Copy out the data that follows exactly, leaving out no line.

* * * * * * *

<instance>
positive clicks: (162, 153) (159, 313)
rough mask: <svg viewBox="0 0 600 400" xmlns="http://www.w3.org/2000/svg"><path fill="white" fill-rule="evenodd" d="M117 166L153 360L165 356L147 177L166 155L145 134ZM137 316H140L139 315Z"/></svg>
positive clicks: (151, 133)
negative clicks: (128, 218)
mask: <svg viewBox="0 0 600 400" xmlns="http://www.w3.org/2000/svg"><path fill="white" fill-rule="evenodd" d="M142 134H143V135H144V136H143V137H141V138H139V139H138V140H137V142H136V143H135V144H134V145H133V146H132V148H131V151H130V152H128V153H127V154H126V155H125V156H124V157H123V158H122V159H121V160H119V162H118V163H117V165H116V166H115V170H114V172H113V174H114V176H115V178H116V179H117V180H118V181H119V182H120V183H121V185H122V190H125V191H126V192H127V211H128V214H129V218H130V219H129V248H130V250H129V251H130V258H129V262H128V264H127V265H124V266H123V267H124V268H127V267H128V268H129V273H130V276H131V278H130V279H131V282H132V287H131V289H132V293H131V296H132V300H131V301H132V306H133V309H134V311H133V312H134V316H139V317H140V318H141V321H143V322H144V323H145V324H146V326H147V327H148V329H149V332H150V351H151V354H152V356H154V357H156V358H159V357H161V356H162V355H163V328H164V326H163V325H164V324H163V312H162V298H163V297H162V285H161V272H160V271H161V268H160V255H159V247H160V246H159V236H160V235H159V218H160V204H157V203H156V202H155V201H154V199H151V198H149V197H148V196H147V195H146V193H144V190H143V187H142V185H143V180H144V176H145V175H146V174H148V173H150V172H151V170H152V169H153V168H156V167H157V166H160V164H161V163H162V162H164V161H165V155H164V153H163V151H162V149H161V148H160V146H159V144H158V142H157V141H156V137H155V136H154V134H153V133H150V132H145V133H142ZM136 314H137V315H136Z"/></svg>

* * * * * * *

→ EXERCISE OUTPUT:
<instance>
positive clicks: (162, 153) (159, 313)
rough mask: <svg viewBox="0 0 600 400" xmlns="http://www.w3.org/2000/svg"><path fill="white" fill-rule="evenodd" d="M117 166L153 360L165 356L147 177L166 155L145 134ZM137 316H140L139 315Z"/></svg>
positive clicks: (151, 133)
negative clicks: (128, 218)
mask: <svg viewBox="0 0 600 400" xmlns="http://www.w3.org/2000/svg"><path fill="white" fill-rule="evenodd" d="M142 134H143V135H144V136H143V137H141V138H139V139H138V140H137V142H136V143H135V144H134V145H133V146H132V148H131V151H130V152H128V153H127V154H126V155H125V156H124V157H123V158H122V159H121V160H119V162H118V163H117V165H116V166H115V170H114V172H113V174H114V176H115V178H116V179H117V180H118V181H119V182H120V183H121V185H122V190H125V191H126V192H127V211H128V214H129V218H130V219H129V248H130V250H129V251H130V258H129V262H128V264H127V265H124V266H123V267H124V268H127V267H128V268H129V273H130V276H131V278H130V279H131V282H132V287H131V289H132V293H131V296H132V300H131V301H132V306H133V309H134V311H133V312H134V316H139V317H140V318H141V321H143V322H144V323H145V324H146V326H147V327H148V329H149V332H150V351H151V354H152V356H154V357H156V358H159V357H161V356H162V355H163V328H164V326H163V325H164V324H163V312H162V298H163V297H162V285H161V272H160V271H161V268H160V255H159V247H160V246H159V236H160V235H159V218H160V204H157V203H156V202H155V201H154V199H151V198H149V197H148V196H147V195H146V193H144V190H143V187H142V185H143V180H144V176H145V175H146V174H148V173H150V172H151V170H152V169H153V168H156V167H157V166H160V164H161V163H162V162H164V161H165V155H164V153H163V151H162V149H161V148H160V146H159V144H158V142H157V141H156V137H155V136H154V134H153V133H150V132H145V133H142ZM136 314H137V315H136Z"/></svg>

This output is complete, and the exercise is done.